| Your goal |
Return the lines of the records unchanged, starting at the beginning and ending at the line containing "positive clicks: (2017, 1136) (2048, 834)".

○ ○ ○ ○

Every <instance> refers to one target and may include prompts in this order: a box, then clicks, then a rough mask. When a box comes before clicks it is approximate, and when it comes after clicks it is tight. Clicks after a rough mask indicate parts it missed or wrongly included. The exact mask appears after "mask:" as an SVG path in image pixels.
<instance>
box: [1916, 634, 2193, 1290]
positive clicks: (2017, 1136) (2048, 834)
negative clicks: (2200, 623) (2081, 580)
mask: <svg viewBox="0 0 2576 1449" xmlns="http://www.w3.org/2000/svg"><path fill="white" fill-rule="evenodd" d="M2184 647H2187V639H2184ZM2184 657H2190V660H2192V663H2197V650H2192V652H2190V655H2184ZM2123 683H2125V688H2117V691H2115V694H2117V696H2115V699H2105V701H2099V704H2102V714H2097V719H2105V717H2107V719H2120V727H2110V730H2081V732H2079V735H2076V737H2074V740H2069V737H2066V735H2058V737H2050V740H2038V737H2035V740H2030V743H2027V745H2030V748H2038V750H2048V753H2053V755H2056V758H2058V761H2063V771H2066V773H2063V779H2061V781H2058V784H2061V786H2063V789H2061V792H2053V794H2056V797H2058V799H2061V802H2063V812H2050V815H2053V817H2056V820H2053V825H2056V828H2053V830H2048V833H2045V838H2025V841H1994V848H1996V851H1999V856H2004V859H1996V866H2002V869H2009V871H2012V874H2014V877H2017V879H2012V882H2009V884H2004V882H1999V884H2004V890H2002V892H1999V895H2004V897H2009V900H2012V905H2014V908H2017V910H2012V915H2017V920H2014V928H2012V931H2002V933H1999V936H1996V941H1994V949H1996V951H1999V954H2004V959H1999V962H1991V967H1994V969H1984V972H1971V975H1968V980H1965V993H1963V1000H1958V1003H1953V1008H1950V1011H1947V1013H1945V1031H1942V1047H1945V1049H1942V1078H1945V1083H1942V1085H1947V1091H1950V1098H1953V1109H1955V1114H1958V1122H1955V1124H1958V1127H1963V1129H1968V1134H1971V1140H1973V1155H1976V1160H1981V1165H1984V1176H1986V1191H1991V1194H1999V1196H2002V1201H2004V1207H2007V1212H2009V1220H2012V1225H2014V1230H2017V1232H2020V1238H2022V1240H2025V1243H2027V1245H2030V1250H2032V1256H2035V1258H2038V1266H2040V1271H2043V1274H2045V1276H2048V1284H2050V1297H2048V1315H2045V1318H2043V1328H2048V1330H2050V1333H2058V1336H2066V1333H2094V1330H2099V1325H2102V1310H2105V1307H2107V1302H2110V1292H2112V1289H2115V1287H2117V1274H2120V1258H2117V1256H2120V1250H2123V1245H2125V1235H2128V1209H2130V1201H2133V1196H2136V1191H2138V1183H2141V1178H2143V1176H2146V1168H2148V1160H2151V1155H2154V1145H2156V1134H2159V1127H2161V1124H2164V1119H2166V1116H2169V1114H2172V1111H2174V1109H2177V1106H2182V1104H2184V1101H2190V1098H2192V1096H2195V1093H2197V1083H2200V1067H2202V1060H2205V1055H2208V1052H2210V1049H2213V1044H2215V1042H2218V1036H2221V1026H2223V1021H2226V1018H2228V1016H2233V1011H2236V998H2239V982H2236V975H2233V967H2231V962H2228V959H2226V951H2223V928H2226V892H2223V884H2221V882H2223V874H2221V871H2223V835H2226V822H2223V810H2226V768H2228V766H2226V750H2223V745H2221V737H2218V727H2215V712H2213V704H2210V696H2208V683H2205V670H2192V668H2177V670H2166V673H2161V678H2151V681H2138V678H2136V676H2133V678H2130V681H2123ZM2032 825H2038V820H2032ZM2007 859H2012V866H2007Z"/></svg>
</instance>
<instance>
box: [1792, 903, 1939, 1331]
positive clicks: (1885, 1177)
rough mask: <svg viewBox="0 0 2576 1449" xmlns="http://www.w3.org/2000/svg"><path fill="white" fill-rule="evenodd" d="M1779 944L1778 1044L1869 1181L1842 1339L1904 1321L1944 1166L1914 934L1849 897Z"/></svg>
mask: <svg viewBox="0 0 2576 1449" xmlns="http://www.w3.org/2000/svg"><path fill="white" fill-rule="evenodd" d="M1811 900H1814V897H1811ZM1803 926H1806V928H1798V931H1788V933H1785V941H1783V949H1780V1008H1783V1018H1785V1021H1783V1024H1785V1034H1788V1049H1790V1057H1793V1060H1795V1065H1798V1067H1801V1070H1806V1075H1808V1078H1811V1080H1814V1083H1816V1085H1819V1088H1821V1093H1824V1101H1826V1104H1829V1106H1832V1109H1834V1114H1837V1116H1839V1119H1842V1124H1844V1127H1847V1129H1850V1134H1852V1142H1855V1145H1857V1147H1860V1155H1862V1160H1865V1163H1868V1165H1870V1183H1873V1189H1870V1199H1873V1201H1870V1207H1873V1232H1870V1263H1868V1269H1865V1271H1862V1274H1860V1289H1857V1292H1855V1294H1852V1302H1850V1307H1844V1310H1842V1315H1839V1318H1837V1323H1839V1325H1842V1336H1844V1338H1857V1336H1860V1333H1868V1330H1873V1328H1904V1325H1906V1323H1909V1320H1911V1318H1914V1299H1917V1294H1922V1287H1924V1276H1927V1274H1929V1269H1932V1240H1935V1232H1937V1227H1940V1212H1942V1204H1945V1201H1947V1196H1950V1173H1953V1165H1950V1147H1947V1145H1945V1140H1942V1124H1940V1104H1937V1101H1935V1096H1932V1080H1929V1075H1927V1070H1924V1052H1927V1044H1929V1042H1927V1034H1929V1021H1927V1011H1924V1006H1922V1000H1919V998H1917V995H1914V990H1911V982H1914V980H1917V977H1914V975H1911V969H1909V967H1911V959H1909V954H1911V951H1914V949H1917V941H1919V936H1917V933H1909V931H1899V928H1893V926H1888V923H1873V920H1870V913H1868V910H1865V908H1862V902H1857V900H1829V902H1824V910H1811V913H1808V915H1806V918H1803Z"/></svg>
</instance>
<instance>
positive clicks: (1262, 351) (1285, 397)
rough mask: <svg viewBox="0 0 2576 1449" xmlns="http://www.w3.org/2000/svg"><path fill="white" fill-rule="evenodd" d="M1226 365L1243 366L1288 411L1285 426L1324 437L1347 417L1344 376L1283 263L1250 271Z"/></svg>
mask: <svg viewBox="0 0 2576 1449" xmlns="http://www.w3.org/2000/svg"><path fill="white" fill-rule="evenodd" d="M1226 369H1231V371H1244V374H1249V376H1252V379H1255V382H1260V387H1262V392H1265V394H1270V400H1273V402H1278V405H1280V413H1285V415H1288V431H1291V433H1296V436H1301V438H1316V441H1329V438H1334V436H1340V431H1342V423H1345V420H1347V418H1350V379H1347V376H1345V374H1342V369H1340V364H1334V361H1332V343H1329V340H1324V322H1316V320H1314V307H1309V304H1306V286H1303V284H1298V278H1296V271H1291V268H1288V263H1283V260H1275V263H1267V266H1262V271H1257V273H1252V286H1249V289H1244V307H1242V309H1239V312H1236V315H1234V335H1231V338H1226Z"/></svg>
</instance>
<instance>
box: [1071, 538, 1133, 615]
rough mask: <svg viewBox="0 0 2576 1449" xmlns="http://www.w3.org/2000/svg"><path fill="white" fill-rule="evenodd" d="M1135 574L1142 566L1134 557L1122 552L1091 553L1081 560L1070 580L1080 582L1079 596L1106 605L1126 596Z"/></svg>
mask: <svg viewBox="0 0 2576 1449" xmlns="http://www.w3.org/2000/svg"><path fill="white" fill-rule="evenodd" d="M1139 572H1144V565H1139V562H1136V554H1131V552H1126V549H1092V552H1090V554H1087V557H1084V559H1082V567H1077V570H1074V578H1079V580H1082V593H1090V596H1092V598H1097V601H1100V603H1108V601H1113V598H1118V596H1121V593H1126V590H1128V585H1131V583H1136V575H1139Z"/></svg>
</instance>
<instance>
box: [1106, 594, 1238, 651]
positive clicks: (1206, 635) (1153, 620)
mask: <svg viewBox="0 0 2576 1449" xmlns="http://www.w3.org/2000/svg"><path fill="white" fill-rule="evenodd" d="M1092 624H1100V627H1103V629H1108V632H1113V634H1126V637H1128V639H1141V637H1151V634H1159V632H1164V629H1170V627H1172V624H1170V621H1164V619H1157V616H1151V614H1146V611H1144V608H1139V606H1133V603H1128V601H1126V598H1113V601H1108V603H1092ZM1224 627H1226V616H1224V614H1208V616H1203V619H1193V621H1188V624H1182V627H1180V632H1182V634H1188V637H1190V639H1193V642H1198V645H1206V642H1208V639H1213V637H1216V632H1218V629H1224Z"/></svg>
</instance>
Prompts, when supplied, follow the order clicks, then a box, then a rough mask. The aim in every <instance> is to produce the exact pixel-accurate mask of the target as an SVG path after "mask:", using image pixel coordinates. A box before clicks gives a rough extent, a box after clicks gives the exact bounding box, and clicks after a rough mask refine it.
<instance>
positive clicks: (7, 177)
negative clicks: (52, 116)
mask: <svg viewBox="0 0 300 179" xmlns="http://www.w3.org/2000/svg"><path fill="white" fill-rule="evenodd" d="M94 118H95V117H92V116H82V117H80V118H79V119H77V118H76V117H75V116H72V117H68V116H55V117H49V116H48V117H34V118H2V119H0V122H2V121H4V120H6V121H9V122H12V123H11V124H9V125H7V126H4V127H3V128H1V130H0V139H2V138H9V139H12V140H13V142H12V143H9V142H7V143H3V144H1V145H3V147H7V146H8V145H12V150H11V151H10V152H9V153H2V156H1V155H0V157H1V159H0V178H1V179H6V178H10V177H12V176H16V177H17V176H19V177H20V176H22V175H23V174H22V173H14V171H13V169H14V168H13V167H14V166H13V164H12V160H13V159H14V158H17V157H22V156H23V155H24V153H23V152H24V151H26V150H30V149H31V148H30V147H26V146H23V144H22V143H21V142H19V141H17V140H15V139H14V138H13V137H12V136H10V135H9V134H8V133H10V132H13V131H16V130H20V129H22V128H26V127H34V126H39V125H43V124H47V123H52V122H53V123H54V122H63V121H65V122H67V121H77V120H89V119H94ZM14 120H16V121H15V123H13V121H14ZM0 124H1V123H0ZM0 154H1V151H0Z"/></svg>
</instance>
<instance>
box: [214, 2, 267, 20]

○ ○ ○ ○

| Result |
Every <instance> refers to one target and may include prompts in this order: a box, then clicks, then a rough mask. When a box comes before clicks it is approximate, and when it comes after clicks it is tight. Clicks after a rough mask indicate parts it missed or wrongly included. The exact mask appears after "mask:" as an SVG path in image pixels.
<instance>
box: [1916, 634, 2193, 1290]
positive clicks: (2017, 1136) (2048, 834)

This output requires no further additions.